[Problem statement]:
Retype all the entries word for word, but omit the pictures.

[Pointing and labeling entries]
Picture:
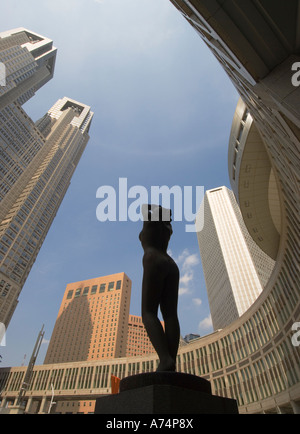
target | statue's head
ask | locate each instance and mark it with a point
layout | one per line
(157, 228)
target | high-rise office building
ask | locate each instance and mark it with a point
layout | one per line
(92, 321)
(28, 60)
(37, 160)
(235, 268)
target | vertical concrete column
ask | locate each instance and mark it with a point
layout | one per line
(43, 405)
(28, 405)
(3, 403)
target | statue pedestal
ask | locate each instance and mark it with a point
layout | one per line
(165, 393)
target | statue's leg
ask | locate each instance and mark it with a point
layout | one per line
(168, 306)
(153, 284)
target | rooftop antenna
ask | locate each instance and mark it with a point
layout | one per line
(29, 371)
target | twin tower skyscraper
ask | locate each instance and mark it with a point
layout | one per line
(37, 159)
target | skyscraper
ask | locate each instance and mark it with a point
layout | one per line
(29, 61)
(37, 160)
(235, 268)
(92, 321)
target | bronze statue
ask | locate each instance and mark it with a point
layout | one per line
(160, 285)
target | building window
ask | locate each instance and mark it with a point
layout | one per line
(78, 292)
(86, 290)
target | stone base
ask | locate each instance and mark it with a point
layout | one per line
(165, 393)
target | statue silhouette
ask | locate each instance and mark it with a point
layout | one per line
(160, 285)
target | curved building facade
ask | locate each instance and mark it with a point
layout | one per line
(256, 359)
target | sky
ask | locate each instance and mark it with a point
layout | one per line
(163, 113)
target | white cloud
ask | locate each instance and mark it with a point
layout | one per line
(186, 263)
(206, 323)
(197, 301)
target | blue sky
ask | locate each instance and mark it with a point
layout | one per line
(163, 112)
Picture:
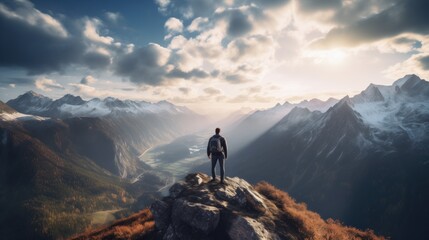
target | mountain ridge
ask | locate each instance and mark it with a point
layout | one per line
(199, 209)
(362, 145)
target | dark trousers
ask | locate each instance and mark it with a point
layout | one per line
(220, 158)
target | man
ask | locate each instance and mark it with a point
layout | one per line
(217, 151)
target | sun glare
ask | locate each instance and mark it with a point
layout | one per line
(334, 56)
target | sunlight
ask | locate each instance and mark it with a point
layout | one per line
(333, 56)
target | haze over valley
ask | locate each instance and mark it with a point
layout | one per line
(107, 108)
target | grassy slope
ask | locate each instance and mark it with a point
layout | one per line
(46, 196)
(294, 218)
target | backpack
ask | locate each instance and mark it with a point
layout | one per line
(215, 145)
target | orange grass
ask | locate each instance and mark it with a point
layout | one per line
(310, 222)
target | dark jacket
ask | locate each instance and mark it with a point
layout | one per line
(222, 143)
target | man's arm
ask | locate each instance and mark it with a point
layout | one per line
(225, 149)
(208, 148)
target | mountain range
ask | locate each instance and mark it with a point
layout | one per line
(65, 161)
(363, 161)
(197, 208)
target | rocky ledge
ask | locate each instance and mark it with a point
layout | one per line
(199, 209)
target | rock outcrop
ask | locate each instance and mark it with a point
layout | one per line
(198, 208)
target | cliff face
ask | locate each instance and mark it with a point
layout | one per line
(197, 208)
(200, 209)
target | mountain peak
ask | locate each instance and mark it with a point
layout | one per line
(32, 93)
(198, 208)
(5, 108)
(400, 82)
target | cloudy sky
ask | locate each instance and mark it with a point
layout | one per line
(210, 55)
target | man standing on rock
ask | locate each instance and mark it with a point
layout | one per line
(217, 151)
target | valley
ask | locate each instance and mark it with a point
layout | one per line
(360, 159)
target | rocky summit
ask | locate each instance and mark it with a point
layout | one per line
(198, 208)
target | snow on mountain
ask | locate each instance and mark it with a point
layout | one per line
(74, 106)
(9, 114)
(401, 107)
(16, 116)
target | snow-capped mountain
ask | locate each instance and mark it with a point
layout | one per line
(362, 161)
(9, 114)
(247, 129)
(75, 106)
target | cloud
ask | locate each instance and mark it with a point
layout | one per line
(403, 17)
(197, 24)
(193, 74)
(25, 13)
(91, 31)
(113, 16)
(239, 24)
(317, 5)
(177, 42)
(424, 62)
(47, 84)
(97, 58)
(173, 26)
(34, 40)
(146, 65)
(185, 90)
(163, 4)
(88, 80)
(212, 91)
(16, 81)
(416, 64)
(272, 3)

[Output of the task]:
Picture:
target | statue's head
ask | locate each instance and mark it with a point
layout | one per line
(157, 228)
target | high-rise office building
ask | locate each instance and mark it with a point
layout | one per line
(92, 321)
(28, 60)
(37, 160)
(235, 268)
target | vertical concrete column
ask | locate each instance and mark it with a point
layout | one per line
(43, 405)
(28, 405)
(3, 403)
target | statue pedestal
ask | locate each instance and mark it with a point
layout | one per line
(165, 393)
target | statue's leg
ask | locate each instance and mark it with a point
layout | one per line
(168, 306)
(153, 284)
target | rooftop antenna
ask | locate each instance and mark it with a point
layout | one per line
(29, 371)
target | twin tower skyscraper
ask | locate each instance and mark it with a point
layout | one per line
(37, 159)
target | skyscraper
ask | locate each instance and mark it with a point
layout | one per line
(29, 61)
(37, 160)
(235, 268)
(92, 321)
target | bronze statue
ask | locate each instance and mark it with a point
layout | one per line
(160, 285)
target | building window
ask | locate each instance and mark it with a point
layout | one per line
(78, 292)
(86, 290)
target | stone base
ask | locate each instance and mark it with a point
layout | one per line
(165, 393)
target | statue silhouette
ask | locate each instance and mark it with a point
layout | one per line
(160, 285)
target | curved building facade
ask | locate each instance and mark it with a point
layout | one per line
(256, 359)
target | sky
ask | locate each instance and mark it with a point
layout | one per line
(163, 113)
target | white cloud
ask | locate each instance and mark it with a point
layout | one per line
(186, 263)
(206, 323)
(197, 301)
target | blue sky
ask | locate each instance and mark it with a point
layout | one per line
(163, 112)
Picture:
target | mountain ridge
ask | locate each instance and mark it with a point
layout | one per line
(199, 209)
(362, 145)
target | dark trousers
ask | locate each instance and mark it with a point
layout | one per line
(220, 158)
target | man
ask | locate each instance and mark it with a point
layout | one per line
(217, 151)
target | sun glare
ask | locate each instance and mark it with a point
layout | one per line
(334, 56)
target | sunlight
ask | locate each instance and mark it with a point
layout | one per line
(333, 56)
target | haze over valley
ask | locate each instance and mark it with a point
layout | one per line
(107, 108)
target | grassy slope
ask | locate each instance and mark it with a point
layout | one per line
(46, 196)
(294, 218)
target | backpack
ask | locate each instance and mark it with a point
layout | one per line
(215, 145)
target | orange grass
ask | locate each instance and mark it with a point
layout | one per line
(310, 222)
target | dark jacket
ask | locate each instance and mark it with a point
layout | one per line
(222, 143)
target | man's arm
ask | locate each instance and mark it with a point
layout | one per line
(225, 149)
(208, 148)
target | mountain range
ask | locate each instance and mark it with a point
layout | one per line
(65, 161)
(363, 161)
(197, 208)
target | rocky ledge
ask | locate each instance and mark it with a point
layout | one per line
(199, 209)
target | rock outcrop
ask | locate each instance and mark it with a point
layout | one per line
(198, 208)
target | cliff face
ask | locate each instance and mark it with a point
layout | one per line
(197, 208)
(200, 209)
target | mountain peak
ask | locate each instance and mark it with a point
layout | one per line
(32, 93)
(198, 208)
(5, 108)
(400, 82)
target | cloudy sky
ask | locate each instance and mark it with a point
layout | one per line
(210, 55)
target | man standing on rock
ask | locate each instance and mark it with a point
layout | one per line
(217, 151)
target | valley
ask | locate each instance and mark it with a point
layout | one per line
(360, 159)
target | rocky summit
ask | locate each instance and mark it with a point
layout | one per line
(198, 208)
target | snow on mountain
ask | locate each instance and mark it with a point
layout | one per line
(74, 106)
(9, 114)
(401, 107)
(16, 116)
target | snow-capped mountain
ask | locate each instance and mark it with a point
layout | one per line
(362, 161)
(9, 114)
(247, 129)
(75, 106)
target | cloud
ask | locate each instance and mark it with a point
layout | one per line
(403, 17)
(197, 24)
(193, 74)
(25, 13)
(91, 31)
(113, 16)
(239, 24)
(317, 5)
(177, 42)
(424, 62)
(47, 84)
(97, 58)
(173, 26)
(34, 40)
(146, 65)
(185, 90)
(163, 4)
(88, 80)
(212, 91)
(16, 81)
(416, 64)
(272, 3)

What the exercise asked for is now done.